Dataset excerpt

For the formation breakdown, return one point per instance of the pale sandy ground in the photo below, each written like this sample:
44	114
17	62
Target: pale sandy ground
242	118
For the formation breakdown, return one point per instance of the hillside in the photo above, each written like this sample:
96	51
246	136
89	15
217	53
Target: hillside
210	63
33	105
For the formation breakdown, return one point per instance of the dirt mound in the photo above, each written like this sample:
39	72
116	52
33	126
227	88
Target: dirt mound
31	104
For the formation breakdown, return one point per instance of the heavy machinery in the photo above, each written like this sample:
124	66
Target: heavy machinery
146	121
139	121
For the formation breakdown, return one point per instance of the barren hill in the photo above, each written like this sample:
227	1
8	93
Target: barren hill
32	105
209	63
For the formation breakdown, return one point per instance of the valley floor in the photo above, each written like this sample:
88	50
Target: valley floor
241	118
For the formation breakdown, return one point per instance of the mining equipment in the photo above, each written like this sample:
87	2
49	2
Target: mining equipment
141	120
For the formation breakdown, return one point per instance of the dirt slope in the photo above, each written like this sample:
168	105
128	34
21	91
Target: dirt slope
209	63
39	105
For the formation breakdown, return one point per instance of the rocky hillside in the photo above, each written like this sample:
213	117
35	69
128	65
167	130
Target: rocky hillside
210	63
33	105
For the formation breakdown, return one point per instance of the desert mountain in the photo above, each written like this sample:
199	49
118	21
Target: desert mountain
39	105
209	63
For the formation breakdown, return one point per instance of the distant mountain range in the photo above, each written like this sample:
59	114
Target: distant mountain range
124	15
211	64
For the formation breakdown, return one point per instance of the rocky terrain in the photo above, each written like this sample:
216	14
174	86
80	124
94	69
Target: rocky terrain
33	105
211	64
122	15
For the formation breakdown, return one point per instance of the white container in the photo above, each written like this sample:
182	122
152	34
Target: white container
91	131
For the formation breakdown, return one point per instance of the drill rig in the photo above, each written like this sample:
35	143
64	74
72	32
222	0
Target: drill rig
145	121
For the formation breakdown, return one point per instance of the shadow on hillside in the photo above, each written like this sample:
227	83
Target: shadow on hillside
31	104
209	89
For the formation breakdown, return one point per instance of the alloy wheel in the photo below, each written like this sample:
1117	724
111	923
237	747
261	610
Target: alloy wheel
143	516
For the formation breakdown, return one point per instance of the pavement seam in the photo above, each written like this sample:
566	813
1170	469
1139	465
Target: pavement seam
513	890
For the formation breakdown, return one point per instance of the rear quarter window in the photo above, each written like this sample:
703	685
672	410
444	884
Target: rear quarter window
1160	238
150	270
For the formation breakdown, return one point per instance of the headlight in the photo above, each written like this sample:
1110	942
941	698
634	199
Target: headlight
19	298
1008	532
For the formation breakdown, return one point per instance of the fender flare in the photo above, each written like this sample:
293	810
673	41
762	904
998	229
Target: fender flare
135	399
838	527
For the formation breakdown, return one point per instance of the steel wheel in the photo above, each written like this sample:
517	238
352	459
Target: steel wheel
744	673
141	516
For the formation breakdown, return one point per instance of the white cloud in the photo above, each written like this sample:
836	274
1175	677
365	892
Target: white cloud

GOAL: Please update the stretch from the line containing "of the headlight" through the end of the listing by replacing "steel wheel" with "alloy wheel" and leaving everything else unchanged. Give only those revised lines.

RESPONSE TO THE EXERCISE:
For the formation breakdown, return one point per instance of the headlight in the photo above, each written like this sample:
1110	942
941	698
634	199
Target: headlight
19	298
1008	532
For the formation breakdown, return one point per instance of the fender flare in the photo above, each written like this sample:
293	810
673	41
762	904
998	229
Target: fender flare
135	399
838	527
For the formation breakdown, return one point per instance of the alloy wheel in the photo above, each written like this sample:
517	238
352	459
Target: alloy wheel
744	673
141	516
For the formation breakdown, return one point per instance of the white cloud in the photo above, each written like this sample:
836	274
1175	677
365	892
Target: white cloud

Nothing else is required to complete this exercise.